(EXERCISE MATERIAL)
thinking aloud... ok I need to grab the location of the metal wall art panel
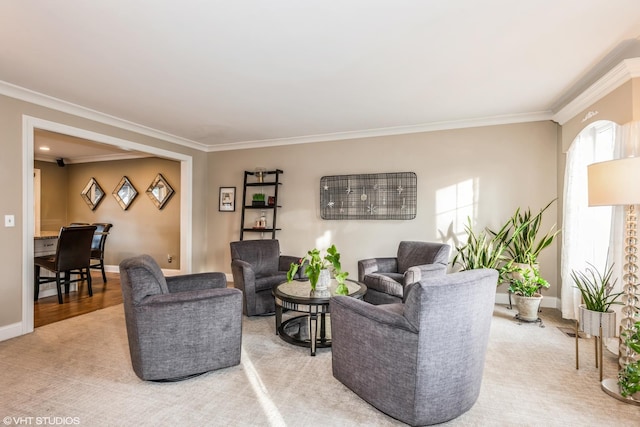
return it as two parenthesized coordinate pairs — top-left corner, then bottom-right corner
(320, 172), (416, 220)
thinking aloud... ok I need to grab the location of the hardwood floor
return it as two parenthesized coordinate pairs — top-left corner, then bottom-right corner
(34, 271), (123, 328)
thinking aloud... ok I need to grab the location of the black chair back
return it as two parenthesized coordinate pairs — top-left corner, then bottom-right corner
(54, 226), (97, 271)
(90, 223), (112, 256)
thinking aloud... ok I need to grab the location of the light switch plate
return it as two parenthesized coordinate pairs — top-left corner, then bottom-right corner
(4, 215), (15, 227)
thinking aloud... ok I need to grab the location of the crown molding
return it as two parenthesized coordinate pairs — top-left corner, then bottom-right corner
(552, 57), (640, 125)
(1, 79), (554, 153)
(0, 80), (209, 152)
(206, 111), (553, 152)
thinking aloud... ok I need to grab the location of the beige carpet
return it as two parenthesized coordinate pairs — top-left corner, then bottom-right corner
(0, 304), (638, 426)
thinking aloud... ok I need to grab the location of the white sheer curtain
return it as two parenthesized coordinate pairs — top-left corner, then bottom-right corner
(561, 128), (591, 320)
(561, 122), (617, 320)
(561, 120), (640, 353)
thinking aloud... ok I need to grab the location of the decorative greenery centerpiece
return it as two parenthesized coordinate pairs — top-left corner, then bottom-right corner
(570, 263), (621, 312)
(619, 321), (640, 398)
(287, 244), (349, 295)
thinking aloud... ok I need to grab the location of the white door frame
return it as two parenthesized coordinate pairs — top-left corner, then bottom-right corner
(22, 115), (193, 334)
(34, 168), (41, 235)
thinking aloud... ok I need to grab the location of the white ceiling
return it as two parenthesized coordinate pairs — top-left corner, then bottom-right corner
(2, 1), (640, 157)
(33, 130), (150, 164)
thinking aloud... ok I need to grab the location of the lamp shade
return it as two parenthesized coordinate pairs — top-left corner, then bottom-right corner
(588, 156), (640, 206)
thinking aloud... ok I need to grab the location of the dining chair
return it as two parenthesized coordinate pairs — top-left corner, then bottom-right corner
(34, 225), (96, 304)
(89, 223), (113, 283)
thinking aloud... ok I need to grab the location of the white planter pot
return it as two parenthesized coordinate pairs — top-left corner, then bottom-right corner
(515, 294), (542, 322)
(578, 305), (616, 337)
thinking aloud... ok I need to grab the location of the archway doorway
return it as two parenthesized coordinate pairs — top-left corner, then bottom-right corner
(22, 116), (193, 333)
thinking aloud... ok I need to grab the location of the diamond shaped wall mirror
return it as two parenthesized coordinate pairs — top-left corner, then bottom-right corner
(146, 173), (175, 210)
(112, 176), (138, 211)
(81, 177), (105, 211)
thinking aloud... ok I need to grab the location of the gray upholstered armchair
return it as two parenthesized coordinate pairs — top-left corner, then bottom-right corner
(230, 239), (303, 316)
(331, 269), (498, 426)
(357, 241), (451, 304)
(119, 254), (242, 381)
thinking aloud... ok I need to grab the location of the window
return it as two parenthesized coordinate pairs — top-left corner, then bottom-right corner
(561, 120), (617, 319)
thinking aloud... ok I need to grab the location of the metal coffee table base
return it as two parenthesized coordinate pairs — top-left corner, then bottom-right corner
(273, 279), (366, 356)
(277, 313), (331, 355)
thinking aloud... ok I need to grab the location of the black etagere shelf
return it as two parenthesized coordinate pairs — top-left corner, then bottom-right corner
(239, 169), (283, 240)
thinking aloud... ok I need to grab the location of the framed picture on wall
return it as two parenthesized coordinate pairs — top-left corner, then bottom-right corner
(219, 187), (236, 212)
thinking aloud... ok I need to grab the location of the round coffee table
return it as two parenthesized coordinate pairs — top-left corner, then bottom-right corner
(272, 279), (366, 356)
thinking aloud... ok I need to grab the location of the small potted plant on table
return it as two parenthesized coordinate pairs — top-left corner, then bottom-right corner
(287, 244), (349, 295)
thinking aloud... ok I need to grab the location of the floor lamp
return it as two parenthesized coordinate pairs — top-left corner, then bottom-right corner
(588, 156), (640, 404)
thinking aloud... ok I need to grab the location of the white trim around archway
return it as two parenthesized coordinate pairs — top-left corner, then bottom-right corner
(21, 115), (193, 334)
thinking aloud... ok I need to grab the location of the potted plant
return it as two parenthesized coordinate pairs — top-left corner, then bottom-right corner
(502, 199), (560, 273)
(452, 217), (517, 285)
(619, 320), (640, 399)
(571, 263), (621, 337)
(252, 192), (266, 207)
(287, 244), (349, 295)
(485, 200), (559, 310)
(508, 266), (549, 322)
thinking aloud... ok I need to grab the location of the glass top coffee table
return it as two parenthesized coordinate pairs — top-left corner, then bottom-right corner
(272, 279), (366, 356)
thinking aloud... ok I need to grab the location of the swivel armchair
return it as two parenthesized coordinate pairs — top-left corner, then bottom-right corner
(358, 241), (450, 304)
(119, 254), (242, 381)
(230, 239), (304, 316)
(331, 269), (498, 426)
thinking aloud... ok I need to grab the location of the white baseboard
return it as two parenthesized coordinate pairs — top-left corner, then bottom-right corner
(0, 321), (24, 342)
(36, 273), (563, 307)
(495, 292), (560, 309)
(38, 283), (78, 298)
(105, 264), (182, 276)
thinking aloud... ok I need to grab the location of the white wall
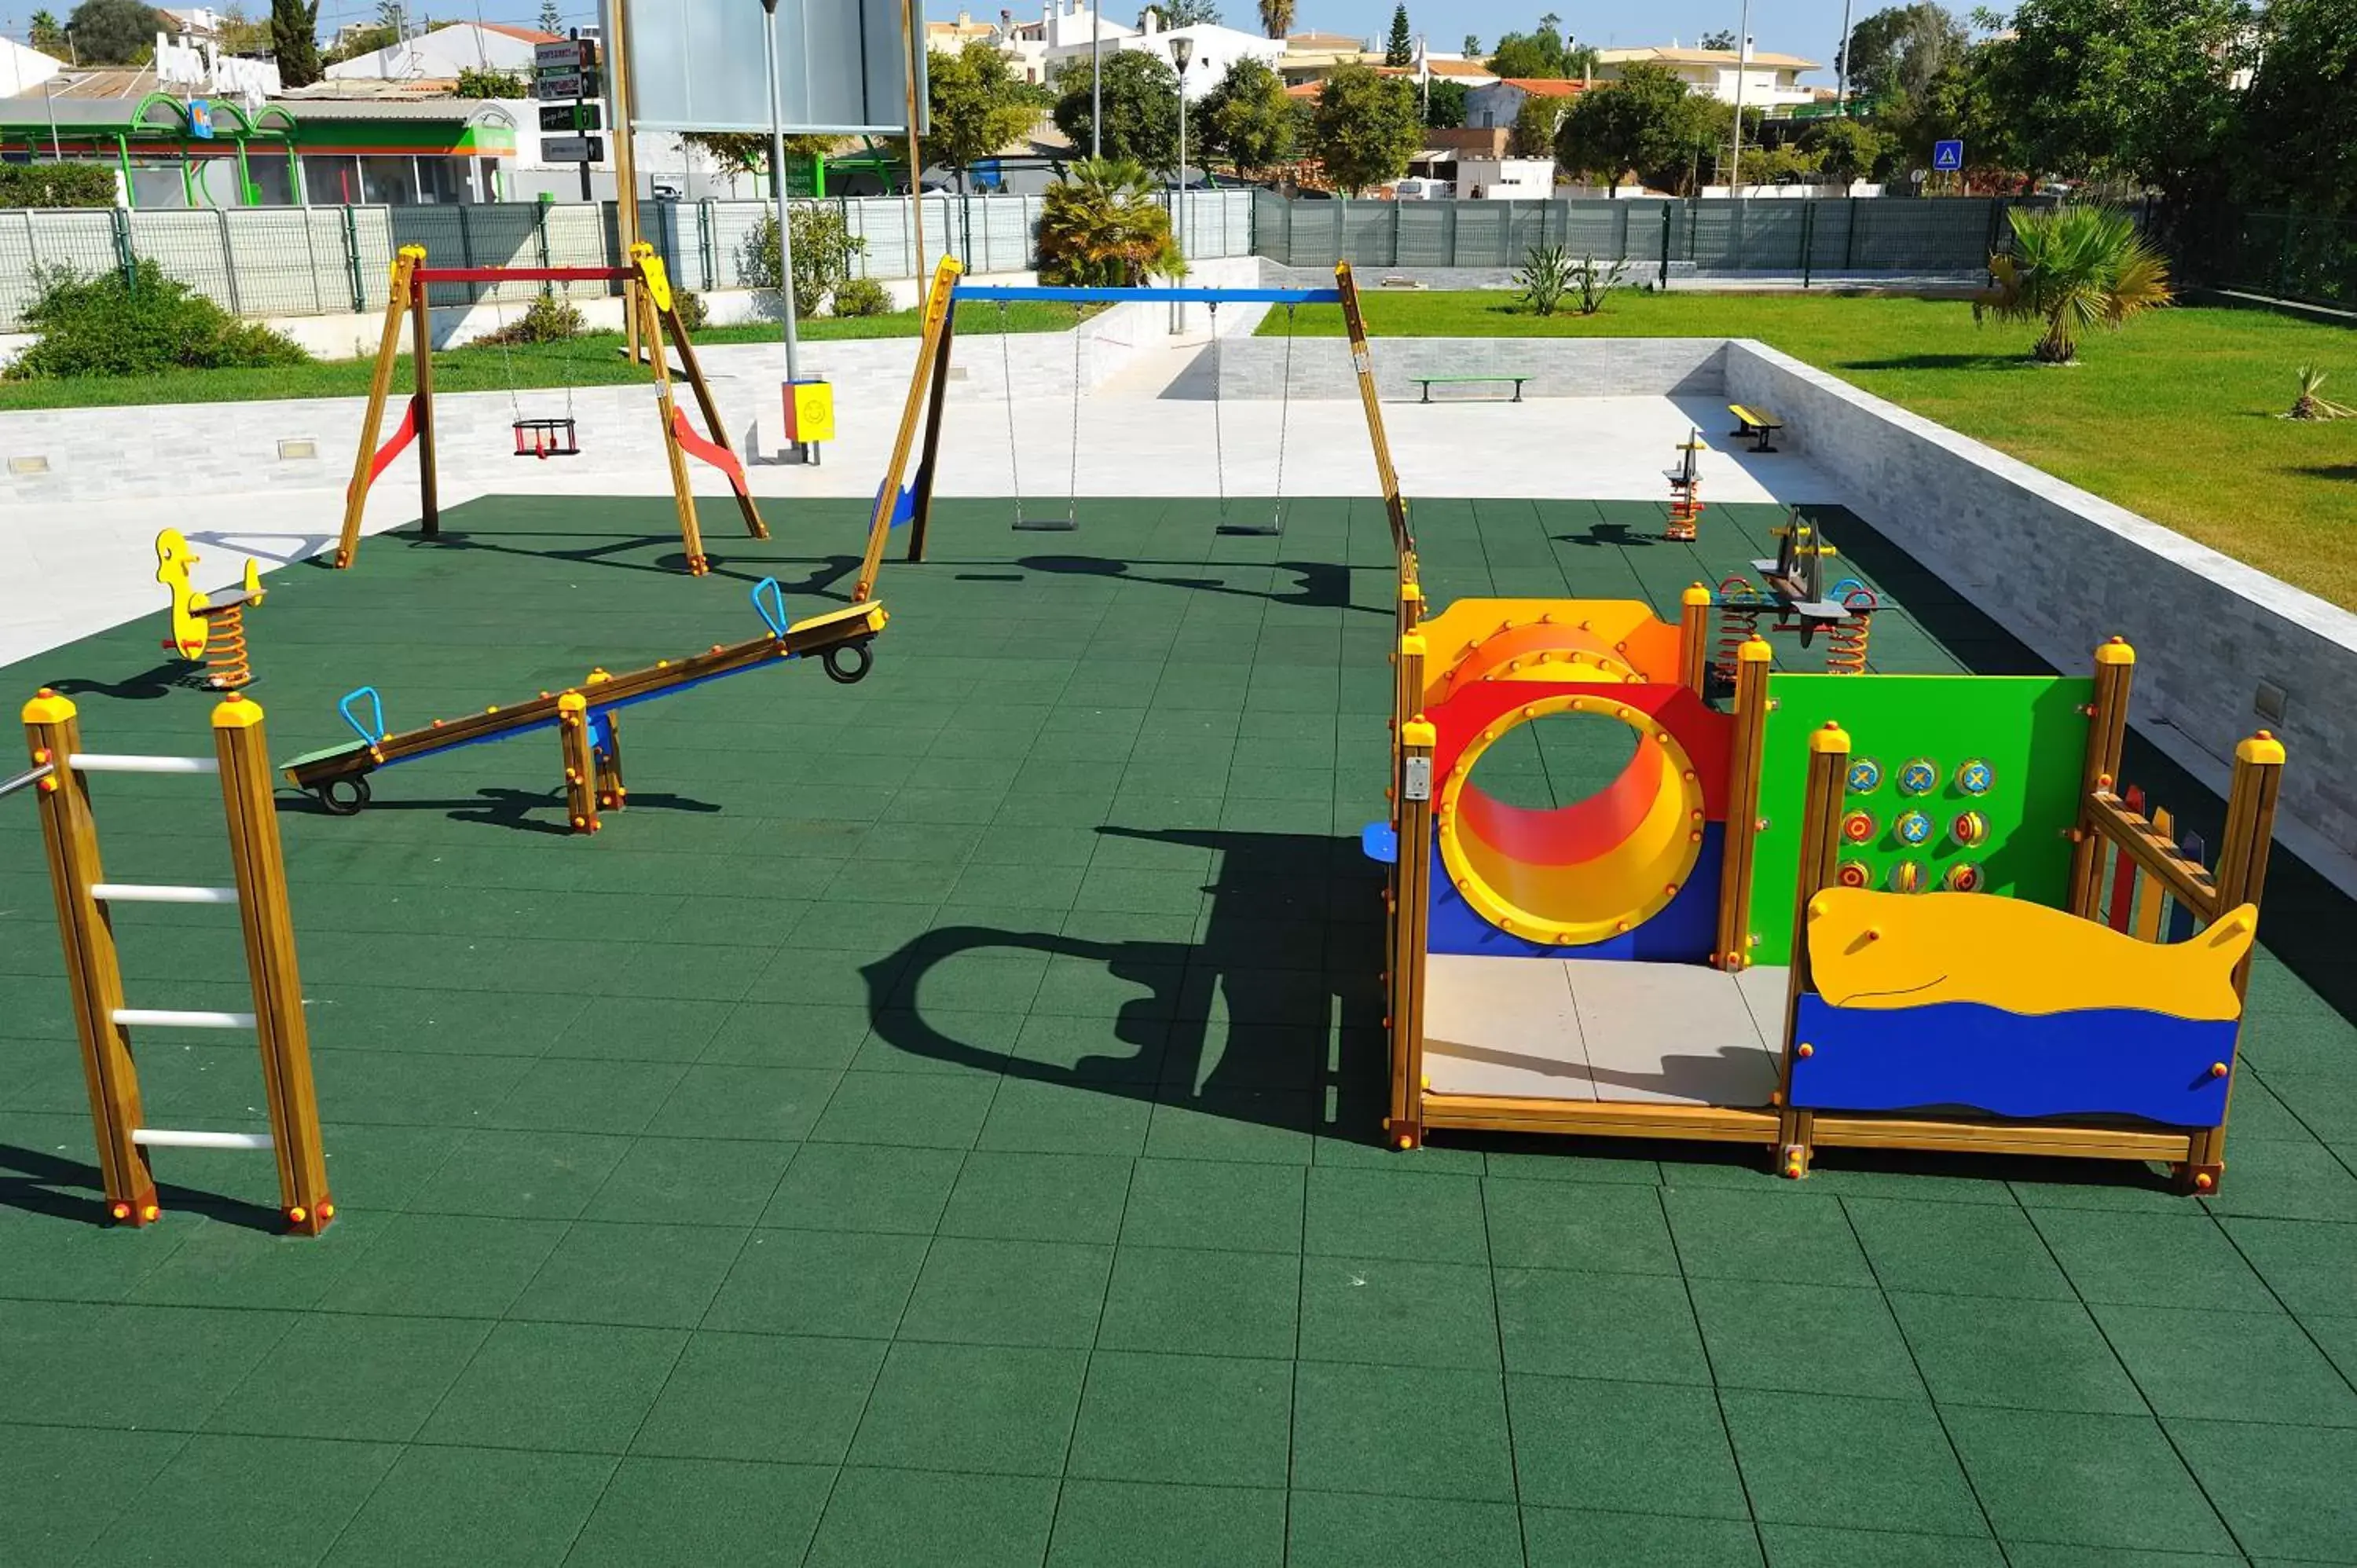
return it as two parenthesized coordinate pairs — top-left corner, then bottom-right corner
(1044, 17), (1281, 99)
(328, 23), (543, 81)
(0, 37), (62, 96)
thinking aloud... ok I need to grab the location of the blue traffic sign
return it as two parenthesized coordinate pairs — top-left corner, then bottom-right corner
(1932, 139), (1964, 171)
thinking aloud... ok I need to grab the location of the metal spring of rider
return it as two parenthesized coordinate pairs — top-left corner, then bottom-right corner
(203, 605), (253, 690)
(1713, 575), (1761, 683)
(1826, 584), (1878, 675)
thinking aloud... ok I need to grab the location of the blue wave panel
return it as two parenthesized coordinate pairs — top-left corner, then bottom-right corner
(1790, 995), (2237, 1126)
(1426, 825), (1725, 963)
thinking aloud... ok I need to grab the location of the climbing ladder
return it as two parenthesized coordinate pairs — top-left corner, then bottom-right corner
(13, 690), (333, 1234)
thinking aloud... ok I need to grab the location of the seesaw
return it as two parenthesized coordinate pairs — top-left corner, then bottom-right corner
(281, 578), (886, 833)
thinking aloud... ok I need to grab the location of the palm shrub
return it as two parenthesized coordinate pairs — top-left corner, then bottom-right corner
(1516, 244), (1576, 317)
(1036, 157), (1184, 288)
(2287, 365), (2352, 421)
(1571, 253), (1629, 315)
(1974, 205), (2172, 365)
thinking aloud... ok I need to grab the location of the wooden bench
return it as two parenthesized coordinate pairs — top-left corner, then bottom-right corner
(1726, 404), (1785, 452)
(1413, 376), (1530, 404)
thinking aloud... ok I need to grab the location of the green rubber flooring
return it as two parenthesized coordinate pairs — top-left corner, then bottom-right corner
(4, 494), (2356, 1567)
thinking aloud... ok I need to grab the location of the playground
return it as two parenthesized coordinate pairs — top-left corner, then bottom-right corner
(3, 262), (2357, 1563)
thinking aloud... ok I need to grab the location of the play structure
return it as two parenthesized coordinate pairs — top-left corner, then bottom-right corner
(154, 529), (266, 689)
(853, 259), (1393, 569)
(336, 242), (764, 577)
(1376, 573), (2286, 1188)
(7, 691), (333, 1233)
(280, 578), (886, 833)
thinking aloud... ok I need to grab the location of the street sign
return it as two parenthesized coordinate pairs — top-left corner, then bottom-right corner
(533, 70), (599, 101)
(543, 136), (606, 164)
(534, 38), (596, 71)
(538, 101), (604, 133)
(1933, 139), (1964, 171)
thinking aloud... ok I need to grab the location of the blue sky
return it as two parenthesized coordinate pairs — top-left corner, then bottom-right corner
(923, 2), (1879, 73)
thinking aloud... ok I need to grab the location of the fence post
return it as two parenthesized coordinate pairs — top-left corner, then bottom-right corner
(340, 205), (364, 310)
(1658, 201), (1672, 289)
(110, 206), (137, 289)
(1800, 200), (1816, 288)
(1844, 196), (1857, 270)
(216, 208), (241, 315)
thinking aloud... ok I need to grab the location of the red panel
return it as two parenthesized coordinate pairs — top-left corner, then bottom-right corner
(352, 396), (420, 500)
(1427, 680), (1734, 822)
(669, 408), (750, 498)
(2106, 784), (2143, 932)
(1455, 747), (1662, 866)
(412, 266), (632, 284)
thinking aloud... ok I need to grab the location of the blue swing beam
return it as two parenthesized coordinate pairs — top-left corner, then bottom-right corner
(954, 285), (1343, 305)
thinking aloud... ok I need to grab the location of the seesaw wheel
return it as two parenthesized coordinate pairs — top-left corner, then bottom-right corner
(823, 640), (874, 686)
(316, 776), (372, 816)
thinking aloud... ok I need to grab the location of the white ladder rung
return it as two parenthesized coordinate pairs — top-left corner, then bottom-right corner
(113, 1008), (257, 1030)
(68, 753), (218, 775)
(133, 1128), (275, 1151)
(93, 884), (240, 905)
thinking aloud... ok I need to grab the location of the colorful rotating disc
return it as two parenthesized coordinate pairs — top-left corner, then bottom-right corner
(1952, 811), (1989, 847)
(1956, 759), (1994, 795)
(1889, 860), (1926, 893)
(1896, 810), (1934, 846)
(1836, 860), (1872, 888)
(1898, 758), (1938, 796)
(1846, 758), (1883, 794)
(1945, 863), (1985, 892)
(1841, 810), (1879, 844)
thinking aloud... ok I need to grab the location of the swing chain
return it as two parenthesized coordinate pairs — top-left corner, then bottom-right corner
(1209, 302), (1226, 526)
(999, 302), (1025, 529)
(1270, 304), (1297, 531)
(1066, 303), (1083, 527)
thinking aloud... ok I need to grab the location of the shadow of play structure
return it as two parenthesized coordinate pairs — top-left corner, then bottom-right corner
(1375, 570), (2289, 1190)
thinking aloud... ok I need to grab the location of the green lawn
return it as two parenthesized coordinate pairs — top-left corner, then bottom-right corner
(1270, 291), (2357, 608)
(0, 300), (1088, 414)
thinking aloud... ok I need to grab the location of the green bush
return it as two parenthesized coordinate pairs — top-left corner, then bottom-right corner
(0, 163), (119, 208)
(1515, 244), (1577, 317)
(671, 288), (710, 333)
(6, 262), (310, 380)
(741, 206), (868, 317)
(830, 277), (893, 317)
(475, 294), (585, 346)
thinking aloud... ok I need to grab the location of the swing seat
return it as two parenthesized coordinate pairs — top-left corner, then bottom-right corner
(512, 417), (581, 460)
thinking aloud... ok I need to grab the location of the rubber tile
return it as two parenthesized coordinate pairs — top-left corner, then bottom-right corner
(1298, 1254), (1502, 1371)
(1839, 1196), (2075, 1300)
(1098, 1244), (1300, 1360)
(1483, 1178), (1680, 1273)
(896, 1234), (1113, 1348)
(1289, 1361), (1516, 1502)
(2165, 1419), (2357, 1563)
(804, 1467), (1059, 1568)
(79, 1432), (398, 1568)
(0, 1298), (295, 1429)
(0, 1422), (183, 1565)
(418, 1318), (684, 1452)
(203, 1312), (491, 1442)
(846, 1340), (1085, 1476)
(702, 1228), (928, 1339)
(1524, 1508), (1766, 1567)
(1886, 1290), (2143, 1415)
(1283, 1491), (1526, 1568)
(1495, 1267), (1711, 1383)
(2094, 1300), (2357, 1427)
(507, 1220), (746, 1328)
(1046, 1479), (1286, 1568)
(1941, 1405), (2236, 1555)
(1067, 1350), (1292, 1487)
(2029, 1208), (2278, 1312)
(1690, 1278), (1923, 1400)
(584, 1135), (798, 1229)
(320, 1444), (615, 1568)
(1118, 1156), (1305, 1252)
(1723, 1389), (1989, 1538)
(1663, 1186), (1875, 1287)
(1508, 1373), (1749, 1519)
(758, 1141), (961, 1234)
(564, 1457), (834, 1568)
(630, 1331), (886, 1467)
(End EXERCISE MATERIAL)
■ TASK PROMPT ■
Copy each line of the listing that contains the string "table".

■ EXPECTED OUTPUT ■
thinking aloud... ok I need to grab the location of the metal coffee table base
thinking aloud... ok I need to grab the location of the round coffee table
thinking aloud... ok I need to grab the location of the small potted plant on table
thinking aloud... ok I need to grab the location of the glass top coffee table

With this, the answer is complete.